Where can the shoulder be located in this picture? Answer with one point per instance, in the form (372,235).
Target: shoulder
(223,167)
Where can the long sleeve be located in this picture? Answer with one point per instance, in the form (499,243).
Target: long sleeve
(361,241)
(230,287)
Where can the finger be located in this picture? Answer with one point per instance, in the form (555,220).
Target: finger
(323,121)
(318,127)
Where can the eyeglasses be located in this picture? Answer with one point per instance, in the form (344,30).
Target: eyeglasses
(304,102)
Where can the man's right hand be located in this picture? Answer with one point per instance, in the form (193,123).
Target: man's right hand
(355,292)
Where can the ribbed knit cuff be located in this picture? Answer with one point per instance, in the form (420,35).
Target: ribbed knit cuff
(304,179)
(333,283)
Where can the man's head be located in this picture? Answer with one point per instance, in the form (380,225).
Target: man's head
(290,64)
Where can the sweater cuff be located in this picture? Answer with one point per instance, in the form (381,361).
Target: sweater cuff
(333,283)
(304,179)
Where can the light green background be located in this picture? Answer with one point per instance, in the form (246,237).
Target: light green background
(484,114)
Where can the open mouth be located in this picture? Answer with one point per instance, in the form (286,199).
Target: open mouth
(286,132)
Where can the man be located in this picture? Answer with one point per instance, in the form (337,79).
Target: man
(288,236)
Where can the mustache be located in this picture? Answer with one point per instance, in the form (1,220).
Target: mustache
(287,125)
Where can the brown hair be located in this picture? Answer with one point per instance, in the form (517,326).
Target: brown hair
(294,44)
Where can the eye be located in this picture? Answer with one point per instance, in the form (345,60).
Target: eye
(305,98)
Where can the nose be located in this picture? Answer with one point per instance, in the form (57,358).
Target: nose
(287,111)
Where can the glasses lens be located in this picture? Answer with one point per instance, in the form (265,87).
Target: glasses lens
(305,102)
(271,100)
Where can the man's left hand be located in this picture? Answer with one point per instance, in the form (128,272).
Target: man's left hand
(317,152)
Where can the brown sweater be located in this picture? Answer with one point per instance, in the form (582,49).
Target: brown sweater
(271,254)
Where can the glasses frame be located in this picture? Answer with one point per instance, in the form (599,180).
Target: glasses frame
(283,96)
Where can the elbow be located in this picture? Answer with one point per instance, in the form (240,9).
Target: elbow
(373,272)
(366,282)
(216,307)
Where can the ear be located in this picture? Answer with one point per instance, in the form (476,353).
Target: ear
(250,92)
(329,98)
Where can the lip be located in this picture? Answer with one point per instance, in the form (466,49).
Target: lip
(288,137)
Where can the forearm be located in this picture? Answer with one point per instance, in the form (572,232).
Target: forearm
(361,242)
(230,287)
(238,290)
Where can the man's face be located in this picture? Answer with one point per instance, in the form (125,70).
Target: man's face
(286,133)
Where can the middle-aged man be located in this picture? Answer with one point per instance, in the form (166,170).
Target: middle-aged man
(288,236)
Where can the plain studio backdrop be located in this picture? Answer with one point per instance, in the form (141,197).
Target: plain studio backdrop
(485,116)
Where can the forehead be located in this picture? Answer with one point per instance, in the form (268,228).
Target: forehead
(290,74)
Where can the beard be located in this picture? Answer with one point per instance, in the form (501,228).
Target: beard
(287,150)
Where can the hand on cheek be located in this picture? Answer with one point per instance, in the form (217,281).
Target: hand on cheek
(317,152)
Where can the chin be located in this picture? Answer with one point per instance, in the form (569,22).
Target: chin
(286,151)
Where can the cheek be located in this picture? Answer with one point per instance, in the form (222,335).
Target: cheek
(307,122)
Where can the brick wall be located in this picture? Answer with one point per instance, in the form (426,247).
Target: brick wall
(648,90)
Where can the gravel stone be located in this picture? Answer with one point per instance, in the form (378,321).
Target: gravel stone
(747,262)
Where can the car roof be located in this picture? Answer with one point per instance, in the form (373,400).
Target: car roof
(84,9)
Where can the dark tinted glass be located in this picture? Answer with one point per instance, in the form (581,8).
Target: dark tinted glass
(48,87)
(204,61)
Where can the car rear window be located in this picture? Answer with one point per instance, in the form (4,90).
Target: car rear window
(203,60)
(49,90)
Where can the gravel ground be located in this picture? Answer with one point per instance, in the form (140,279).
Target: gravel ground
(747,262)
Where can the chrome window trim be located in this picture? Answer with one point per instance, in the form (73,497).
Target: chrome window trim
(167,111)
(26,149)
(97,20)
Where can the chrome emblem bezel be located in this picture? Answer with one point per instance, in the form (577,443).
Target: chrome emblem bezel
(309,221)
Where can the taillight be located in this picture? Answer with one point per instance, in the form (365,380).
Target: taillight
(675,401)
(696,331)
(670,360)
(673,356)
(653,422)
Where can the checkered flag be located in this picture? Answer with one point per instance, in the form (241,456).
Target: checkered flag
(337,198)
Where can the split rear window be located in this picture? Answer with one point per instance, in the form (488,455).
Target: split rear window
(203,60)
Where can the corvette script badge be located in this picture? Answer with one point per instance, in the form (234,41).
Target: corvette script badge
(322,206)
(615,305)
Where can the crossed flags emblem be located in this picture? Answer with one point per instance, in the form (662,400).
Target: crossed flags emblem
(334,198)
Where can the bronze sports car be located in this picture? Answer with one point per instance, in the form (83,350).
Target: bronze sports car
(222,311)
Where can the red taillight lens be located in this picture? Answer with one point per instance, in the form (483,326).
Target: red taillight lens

──────────────────────────────

YOUR ASSIGNMENT ::
The lines above starting at the one that contains "Target: gravel stone" and ending at the one that contains "Where can the split" must be transcribed exactly, and no other lines may appear.

FINAL ANSWER ::
Target: gravel stone
(747,262)
Where can the car roof be located in this picture? Answer with one point per instance, in the form (373,400).
Target: car roof
(84,9)
Where can the dark tinted glass be located in this picture? Answer with one point per instance, in the form (581,8).
Target: dark tinted glass
(48,87)
(204,61)
Where can the car rear window be located in this picture? Answer with one point per instance, in the form (4,90).
Target: car rear window
(203,60)
(49,90)
Where can the gravel ground be located in this picture? Answer with one point per instance, in the form (140,279).
Target: gravel ground
(747,262)
Where can the chrome window trim be located in this picture? Answer with one point per instance, in the form (73,497).
Target: chrome window trim
(167,111)
(26,149)
(97,20)
Where can the chrome emblem bezel be located in this picture? Answer with one point per instance, in the form (577,443).
Target: chrome emblem bezel
(309,221)
Where can the taillight be located in this picture? Answer with one point per instance, in the form (365,380).
Target: taillight
(675,401)
(696,331)
(670,360)
(673,356)
(653,422)
Where can the checkered flag be located in this picture? Answer with one point per instance, in the form (241,456).
Target: checkered flag
(337,198)
Where can the split rear window be located in this picture? Answer with one point per instance, in the form (488,455).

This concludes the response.